Copy the material from the line that has "Find the glass" through the line that has "Return every instance", changing "trace" to "draw" and leaving everything else as it is.

## start Excerpted records

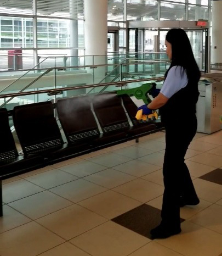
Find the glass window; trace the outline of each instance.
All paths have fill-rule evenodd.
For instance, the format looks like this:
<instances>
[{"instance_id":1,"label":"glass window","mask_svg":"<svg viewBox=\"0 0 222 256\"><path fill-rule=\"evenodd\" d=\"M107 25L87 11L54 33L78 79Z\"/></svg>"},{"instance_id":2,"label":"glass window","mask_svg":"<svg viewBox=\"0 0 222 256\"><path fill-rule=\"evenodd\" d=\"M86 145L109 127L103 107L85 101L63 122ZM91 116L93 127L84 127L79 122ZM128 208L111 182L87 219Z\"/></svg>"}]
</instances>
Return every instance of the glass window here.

## end Excerpted records
## start Excerpted records

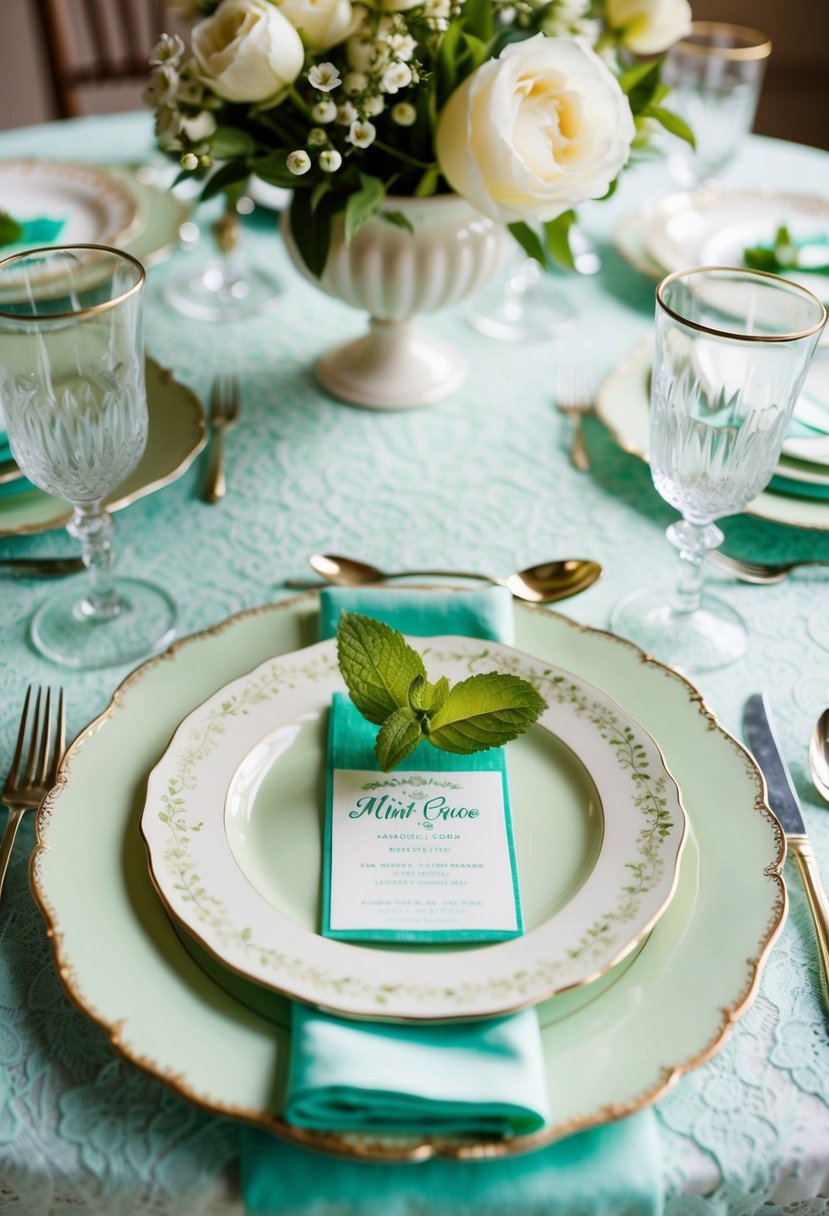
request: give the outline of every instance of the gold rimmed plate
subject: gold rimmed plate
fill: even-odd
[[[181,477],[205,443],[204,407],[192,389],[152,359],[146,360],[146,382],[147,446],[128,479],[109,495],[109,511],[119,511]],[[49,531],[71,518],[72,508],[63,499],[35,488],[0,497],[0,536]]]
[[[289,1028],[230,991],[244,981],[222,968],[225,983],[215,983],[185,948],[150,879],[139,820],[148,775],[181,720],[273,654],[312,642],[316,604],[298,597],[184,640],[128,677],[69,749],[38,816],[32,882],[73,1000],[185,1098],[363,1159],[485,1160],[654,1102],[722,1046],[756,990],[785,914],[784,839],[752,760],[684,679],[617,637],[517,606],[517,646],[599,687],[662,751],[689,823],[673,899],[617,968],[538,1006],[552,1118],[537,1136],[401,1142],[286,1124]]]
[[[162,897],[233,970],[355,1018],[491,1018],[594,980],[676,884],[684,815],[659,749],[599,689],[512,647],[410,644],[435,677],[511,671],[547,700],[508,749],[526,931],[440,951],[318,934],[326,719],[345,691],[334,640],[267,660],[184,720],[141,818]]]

## end Excerpted records

**Response:**
Find the glass window; draw the outline of each instance.
All paths have fill-rule evenodd.
For instance, the format looks like this:
<instances>
[{"instance_id":1,"label":"glass window","mask_svg":"<svg viewBox=\"0 0 222 256\"><path fill-rule=\"evenodd\" d=\"M107 25L87 11L54 33L78 79Z\"/></svg>"},{"instance_id":2,"label":"glass window","mask_svg":"<svg viewBox=\"0 0 222 256\"><path fill-rule=\"evenodd\" d=\"M86 145L109 127L103 107L85 101L63 122ZM91 116L93 127L84 127L79 122ZM128 208L111 182L87 219Z\"/></svg>"}]
</instances>
Return every instance of the glass window here.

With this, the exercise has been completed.